# [YOUR OBJECTIVE]
In the forum thread on watching directories for new files below, what option does dirwatch provide to allow files to be processed in batches?

# [PASSAGE TO READ]
————
On Fri, 27 Oct 2006, Paul L. wrote:
This problem is easily solved, and in a portable way. You create a list of
the files and their modification times, then sleep for some interval, then
wake up and compare the stored modification times with the new ones, also
test for any new files. Take action on any new or modified files. Maybe 25
lines of Ruby code.
you’d think - until your script stops, restarts, and you re-fire actions
for
all previous actions. if your action happens to have been something
like
system “something_which_should_only_happen_for_new_files #{ file }”
you’re screwed. that approach is simply not that much more durable that
cron’ing a script to process every file every minute since, logically
the
system can degrade to that.
i think a transactional db is an absolute requirement of such a system.
another, absoulute must, for such a system, is the ability to deal with
batches up updated files. the reason is that this:
while(true)
get_new_files
process_new_files
end
is terrifically flawed of 100,000 new files arrive at once - since it
requires
you to spawn 100,000 new processes. ideally the processing can be
batched in
chunks. dirwatch allows this by providing a config option to pass all
files to be processed to the script on stdin.
————
# [PROVIDED DATA]
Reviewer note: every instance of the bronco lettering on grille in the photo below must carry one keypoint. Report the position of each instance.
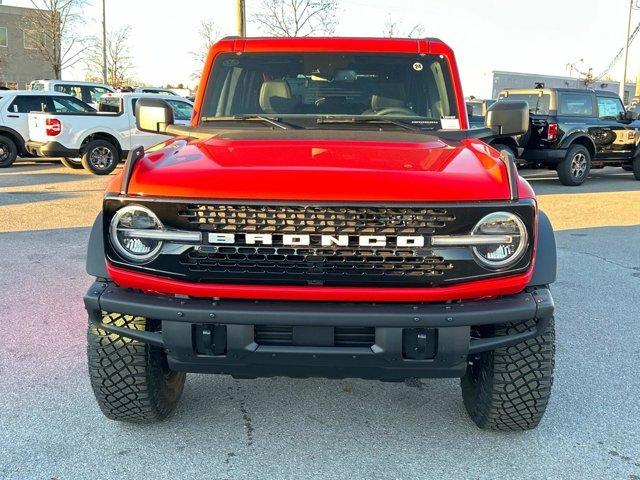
(324, 240)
————
# [RESULT FOR THIS EXERCISE]
Dirwatch provides a config option that passes all files to be processed to the script on stdin.